**Task requirements:**
Word for word, restate every line of the listing that follows.

Records of labeled boxes:
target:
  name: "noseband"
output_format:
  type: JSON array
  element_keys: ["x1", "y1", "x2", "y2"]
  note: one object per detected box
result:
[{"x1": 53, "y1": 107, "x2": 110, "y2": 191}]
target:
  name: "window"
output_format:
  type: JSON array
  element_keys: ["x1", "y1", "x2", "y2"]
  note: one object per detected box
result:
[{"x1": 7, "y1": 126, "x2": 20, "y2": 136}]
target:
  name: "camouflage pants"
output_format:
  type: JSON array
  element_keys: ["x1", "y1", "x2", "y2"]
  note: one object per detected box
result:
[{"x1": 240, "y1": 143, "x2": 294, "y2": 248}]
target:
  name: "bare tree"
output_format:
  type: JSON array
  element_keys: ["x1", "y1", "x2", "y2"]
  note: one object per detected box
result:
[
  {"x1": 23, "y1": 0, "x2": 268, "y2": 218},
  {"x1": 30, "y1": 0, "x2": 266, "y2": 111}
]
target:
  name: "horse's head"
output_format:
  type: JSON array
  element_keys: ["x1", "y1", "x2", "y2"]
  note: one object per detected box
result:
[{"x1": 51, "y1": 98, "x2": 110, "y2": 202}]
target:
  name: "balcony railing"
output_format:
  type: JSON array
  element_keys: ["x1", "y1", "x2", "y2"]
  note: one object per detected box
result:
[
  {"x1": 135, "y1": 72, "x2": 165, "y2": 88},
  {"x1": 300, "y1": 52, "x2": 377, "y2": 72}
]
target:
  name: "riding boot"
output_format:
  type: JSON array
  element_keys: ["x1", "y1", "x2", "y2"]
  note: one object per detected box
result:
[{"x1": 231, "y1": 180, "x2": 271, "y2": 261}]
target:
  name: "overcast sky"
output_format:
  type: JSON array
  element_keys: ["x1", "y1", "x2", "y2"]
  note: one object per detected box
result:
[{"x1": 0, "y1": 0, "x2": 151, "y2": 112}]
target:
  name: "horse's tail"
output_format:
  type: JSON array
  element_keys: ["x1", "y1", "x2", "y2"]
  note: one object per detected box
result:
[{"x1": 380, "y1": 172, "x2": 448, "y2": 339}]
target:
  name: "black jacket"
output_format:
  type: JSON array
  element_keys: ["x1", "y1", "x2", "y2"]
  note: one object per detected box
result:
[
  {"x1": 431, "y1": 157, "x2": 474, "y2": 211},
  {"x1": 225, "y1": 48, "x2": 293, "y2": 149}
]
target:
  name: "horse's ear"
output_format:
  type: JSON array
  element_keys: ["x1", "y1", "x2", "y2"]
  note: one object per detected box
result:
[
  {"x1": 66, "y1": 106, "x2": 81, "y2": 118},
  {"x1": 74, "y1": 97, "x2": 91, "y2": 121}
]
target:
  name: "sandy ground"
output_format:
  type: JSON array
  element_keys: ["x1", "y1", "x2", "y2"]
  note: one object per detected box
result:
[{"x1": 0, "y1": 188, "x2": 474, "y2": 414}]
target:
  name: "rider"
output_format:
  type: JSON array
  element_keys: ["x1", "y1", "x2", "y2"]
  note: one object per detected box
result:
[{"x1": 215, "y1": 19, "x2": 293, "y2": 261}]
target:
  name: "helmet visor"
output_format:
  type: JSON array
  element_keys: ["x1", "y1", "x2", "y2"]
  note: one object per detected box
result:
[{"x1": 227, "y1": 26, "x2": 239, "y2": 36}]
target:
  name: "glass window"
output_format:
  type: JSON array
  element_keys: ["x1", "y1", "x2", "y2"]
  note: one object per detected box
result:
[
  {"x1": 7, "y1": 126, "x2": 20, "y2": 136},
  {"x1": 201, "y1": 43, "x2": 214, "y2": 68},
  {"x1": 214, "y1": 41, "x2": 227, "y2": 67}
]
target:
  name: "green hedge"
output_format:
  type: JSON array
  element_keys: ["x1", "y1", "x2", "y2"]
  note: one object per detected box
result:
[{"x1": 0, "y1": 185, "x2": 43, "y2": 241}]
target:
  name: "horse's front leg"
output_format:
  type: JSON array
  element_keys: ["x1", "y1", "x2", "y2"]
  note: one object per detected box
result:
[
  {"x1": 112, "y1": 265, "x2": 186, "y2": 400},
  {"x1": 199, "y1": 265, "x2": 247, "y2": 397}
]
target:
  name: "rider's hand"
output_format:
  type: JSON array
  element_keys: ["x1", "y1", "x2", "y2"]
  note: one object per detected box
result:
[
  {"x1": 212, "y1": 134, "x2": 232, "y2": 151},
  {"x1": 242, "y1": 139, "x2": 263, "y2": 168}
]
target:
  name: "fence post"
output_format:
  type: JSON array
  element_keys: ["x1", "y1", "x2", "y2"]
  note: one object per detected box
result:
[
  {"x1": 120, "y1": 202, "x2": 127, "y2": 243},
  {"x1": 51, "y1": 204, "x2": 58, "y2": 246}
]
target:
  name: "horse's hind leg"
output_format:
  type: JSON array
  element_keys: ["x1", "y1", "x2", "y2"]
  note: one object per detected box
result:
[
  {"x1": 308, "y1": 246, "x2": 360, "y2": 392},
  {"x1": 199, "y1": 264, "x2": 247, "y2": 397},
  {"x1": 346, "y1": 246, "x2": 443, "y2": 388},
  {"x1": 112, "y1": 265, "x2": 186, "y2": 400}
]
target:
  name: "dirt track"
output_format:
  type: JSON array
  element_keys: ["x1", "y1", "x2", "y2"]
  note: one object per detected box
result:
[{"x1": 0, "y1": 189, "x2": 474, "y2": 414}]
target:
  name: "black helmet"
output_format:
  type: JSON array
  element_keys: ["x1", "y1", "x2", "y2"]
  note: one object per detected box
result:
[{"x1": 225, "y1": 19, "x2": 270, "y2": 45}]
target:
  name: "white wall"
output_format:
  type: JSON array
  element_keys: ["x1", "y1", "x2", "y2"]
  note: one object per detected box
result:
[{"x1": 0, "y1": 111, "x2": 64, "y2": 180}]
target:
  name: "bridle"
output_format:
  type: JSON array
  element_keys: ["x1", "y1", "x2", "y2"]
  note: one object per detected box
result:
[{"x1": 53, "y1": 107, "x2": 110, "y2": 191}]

**Task solution:**
target:
  name: "noseband"
output_format:
  type: JSON array
  element_keys: ["x1", "y1", "x2", "y2"]
  note: one object per detected box
result:
[{"x1": 53, "y1": 107, "x2": 110, "y2": 191}]
target:
  name: "window"
output_format:
  type: JSON array
  element_keys: ["x1", "y1", "x2", "y2"]
  note: one object per detected box
result:
[{"x1": 7, "y1": 126, "x2": 20, "y2": 136}]
target:
  name: "camouflage pants"
output_format:
  type: JSON array
  element_keys: ["x1", "y1", "x2", "y2"]
  note: one object per detected box
result:
[{"x1": 240, "y1": 143, "x2": 294, "y2": 248}]
target:
  name: "bare tree"
output_format:
  type: JSON array
  element_keys: ["x1", "y1", "x2", "y2"]
  note: one object per detected box
result:
[
  {"x1": 23, "y1": 0, "x2": 268, "y2": 218},
  {"x1": 30, "y1": 0, "x2": 266, "y2": 111}
]
target:
  name: "horse's head"
output_format:
  type: JSON array
  element_keys: ["x1", "y1", "x2", "y2"]
  note: one object per detected box
result:
[{"x1": 51, "y1": 98, "x2": 110, "y2": 202}]
target:
  name: "balcony railing"
output_format:
  type: JSON array
  element_keys: ["x1", "y1", "x2", "y2"]
  note: one object per detected box
result:
[
  {"x1": 135, "y1": 72, "x2": 165, "y2": 88},
  {"x1": 300, "y1": 52, "x2": 377, "y2": 72}
]
target:
  name: "riding boot"
output_format:
  type: JSON array
  element_keys: ["x1", "y1", "x2", "y2"]
  note: one object per detected box
result:
[{"x1": 231, "y1": 180, "x2": 271, "y2": 261}]
target:
  name: "overcast sky"
output_format:
  type: JSON array
  element_keys: ["x1", "y1", "x2", "y2"]
  note: one object per detected box
result:
[{"x1": 0, "y1": 0, "x2": 151, "y2": 112}]
target:
  name: "horse's tail"
output_format:
  type: JSON array
  element_keys: ["x1", "y1", "x2", "y2"]
  note: one object per detected box
result:
[{"x1": 380, "y1": 172, "x2": 448, "y2": 339}]
target:
  name: "black jacket"
output_format:
  type: JSON array
  element_keys: ["x1", "y1", "x2", "y2"]
  note: one object per detected box
result:
[
  {"x1": 431, "y1": 157, "x2": 474, "y2": 211},
  {"x1": 225, "y1": 48, "x2": 293, "y2": 149}
]
target:
  name: "horse's ear"
output_format:
  type: JSON array
  element_keys: ["x1", "y1", "x2", "y2"]
  note: one object per detected box
result:
[
  {"x1": 66, "y1": 106, "x2": 81, "y2": 118},
  {"x1": 74, "y1": 97, "x2": 91, "y2": 121}
]
target:
  name: "sandy ground"
output_format:
  type: JSON array
  element_keys: ["x1", "y1", "x2", "y2"]
  note: one object per detected box
result:
[{"x1": 0, "y1": 188, "x2": 474, "y2": 414}]
target:
  name: "rider"
output_format:
  type: JSON array
  element_keys: ["x1", "y1", "x2", "y2"]
  note: one object per detected box
result:
[{"x1": 215, "y1": 19, "x2": 293, "y2": 261}]
target:
  name: "helmet visor"
output_format:
  type: JSON array
  element_keys: ["x1", "y1", "x2", "y2"]
  note: one object per detected box
result:
[{"x1": 227, "y1": 26, "x2": 239, "y2": 36}]
target:
  name: "glass window"
output_format:
  type: JSON array
  element_keys: ["x1", "y1", "x2", "y2"]
  note: one object per detected box
result:
[
  {"x1": 7, "y1": 126, "x2": 20, "y2": 136},
  {"x1": 201, "y1": 43, "x2": 214, "y2": 68},
  {"x1": 214, "y1": 41, "x2": 227, "y2": 67}
]
target:
  name: "green hedge"
output_format:
  type: JSON array
  element_keys: ["x1", "y1", "x2", "y2"]
  note: one object per detected box
result:
[{"x1": 0, "y1": 185, "x2": 43, "y2": 241}]
target:
  name: "horse's front leg"
output_format:
  type: JSON array
  element_keys: ["x1", "y1", "x2", "y2"]
  note: one object per detected box
result:
[
  {"x1": 112, "y1": 265, "x2": 186, "y2": 400},
  {"x1": 199, "y1": 265, "x2": 247, "y2": 397}
]
target:
  name: "rider's hand"
output_format:
  type: JSON array
  element_keys: ["x1", "y1", "x2", "y2"]
  note: one object per detected box
result:
[
  {"x1": 212, "y1": 134, "x2": 232, "y2": 151},
  {"x1": 242, "y1": 139, "x2": 263, "y2": 168}
]
target:
  name: "fence post"
output_format:
  type: JSON array
  element_keys: ["x1", "y1", "x2", "y2"]
  note: one object per detected box
result:
[
  {"x1": 120, "y1": 202, "x2": 127, "y2": 243},
  {"x1": 51, "y1": 204, "x2": 58, "y2": 246}
]
target:
  name: "horse's hind leg"
output_format:
  type: JSON array
  element_keys: ["x1", "y1", "x2", "y2"]
  note: one object per detected box
result:
[
  {"x1": 308, "y1": 246, "x2": 360, "y2": 392},
  {"x1": 199, "y1": 264, "x2": 247, "y2": 397},
  {"x1": 346, "y1": 246, "x2": 443, "y2": 388},
  {"x1": 112, "y1": 265, "x2": 186, "y2": 400}
]
target:
  name: "dirt track"
output_format:
  type: JSON array
  element_keys: ["x1", "y1", "x2", "y2"]
  note: one object per detected box
result:
[{"x1": 0, "y1": 189, "x2": 474, "y2": 414}]
target:
  name: "black helmet"
output_format:
  type: JSON array
  element_keys: ["x1", "y1", "x2", "y2"]
  note: one object per detected box
result:
[{"x1": 225, "y1": 19, "x2": 270, "y2": 45}]
target:
  name: "white wall"
output_format:
  type: JSON array
  element_keys: ["x1", "y1", "x2", "y2"]
  note: one object per detected box
result:
[{"x1": 0, "y1": 111, "x2": 64, "y2": 180}]
target:
  name: "bridle"
output_format:
  type: JSON array
  element_keys: ["x1", "y1", "x2", "y2"]
  note: one object per detected box
result:
[{"x1": 53, "y1": 107, "x2": 110, "y2": 191}]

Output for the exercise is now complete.